▶

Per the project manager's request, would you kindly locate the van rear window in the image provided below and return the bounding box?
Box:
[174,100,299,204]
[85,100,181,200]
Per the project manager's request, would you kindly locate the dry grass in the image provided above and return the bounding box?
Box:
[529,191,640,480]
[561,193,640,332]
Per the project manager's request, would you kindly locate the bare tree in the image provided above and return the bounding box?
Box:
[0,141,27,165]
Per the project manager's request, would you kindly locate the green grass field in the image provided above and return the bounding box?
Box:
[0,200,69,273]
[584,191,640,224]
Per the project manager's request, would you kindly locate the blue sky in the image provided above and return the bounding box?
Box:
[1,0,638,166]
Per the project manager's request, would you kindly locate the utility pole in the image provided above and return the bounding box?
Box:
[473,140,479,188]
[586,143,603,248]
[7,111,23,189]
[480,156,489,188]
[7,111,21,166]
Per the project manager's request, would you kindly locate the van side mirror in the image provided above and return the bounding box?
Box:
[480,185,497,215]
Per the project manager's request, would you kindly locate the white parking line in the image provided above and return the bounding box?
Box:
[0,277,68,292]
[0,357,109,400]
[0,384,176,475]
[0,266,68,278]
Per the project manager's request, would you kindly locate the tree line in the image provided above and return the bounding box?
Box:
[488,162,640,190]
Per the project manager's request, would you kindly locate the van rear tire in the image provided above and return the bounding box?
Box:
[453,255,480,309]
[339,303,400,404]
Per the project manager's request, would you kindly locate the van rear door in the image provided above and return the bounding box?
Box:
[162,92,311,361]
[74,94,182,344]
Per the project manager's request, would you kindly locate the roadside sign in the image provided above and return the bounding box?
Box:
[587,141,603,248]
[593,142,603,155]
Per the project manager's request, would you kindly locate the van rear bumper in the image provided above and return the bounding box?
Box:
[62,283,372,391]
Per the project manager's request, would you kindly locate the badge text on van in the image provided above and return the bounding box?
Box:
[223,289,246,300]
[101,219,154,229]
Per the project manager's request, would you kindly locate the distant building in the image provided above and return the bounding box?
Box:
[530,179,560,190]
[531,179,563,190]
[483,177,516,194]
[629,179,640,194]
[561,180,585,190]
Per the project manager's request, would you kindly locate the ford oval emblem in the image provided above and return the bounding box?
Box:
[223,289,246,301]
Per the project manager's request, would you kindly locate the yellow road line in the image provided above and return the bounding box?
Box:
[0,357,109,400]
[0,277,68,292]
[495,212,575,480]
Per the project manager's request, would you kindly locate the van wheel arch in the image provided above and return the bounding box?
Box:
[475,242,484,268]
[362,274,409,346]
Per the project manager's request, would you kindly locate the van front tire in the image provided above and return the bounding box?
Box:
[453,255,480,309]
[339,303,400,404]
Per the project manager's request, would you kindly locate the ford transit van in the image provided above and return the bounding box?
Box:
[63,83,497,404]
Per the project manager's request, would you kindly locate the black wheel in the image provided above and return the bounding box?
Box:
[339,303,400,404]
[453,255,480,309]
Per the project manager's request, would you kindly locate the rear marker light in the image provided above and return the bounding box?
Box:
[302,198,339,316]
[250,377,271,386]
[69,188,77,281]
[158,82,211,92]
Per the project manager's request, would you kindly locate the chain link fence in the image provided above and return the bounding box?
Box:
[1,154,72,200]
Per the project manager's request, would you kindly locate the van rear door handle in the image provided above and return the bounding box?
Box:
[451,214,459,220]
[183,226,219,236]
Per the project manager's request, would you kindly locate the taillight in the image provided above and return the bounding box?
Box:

◀

Taking the line with "rear door handle" as the first, copy every line through the end of the entries above exactly, with no others.

* Answer space
Per the project manager's request, would you kindly locate the van rear door handle in the image provided above and return the bounding box?
Box:
[451,214,459,220]
[183,226,219,236]
Per the project manager's request, would you kindly locate the taillight in the image provided above and return the bounding box?
Box:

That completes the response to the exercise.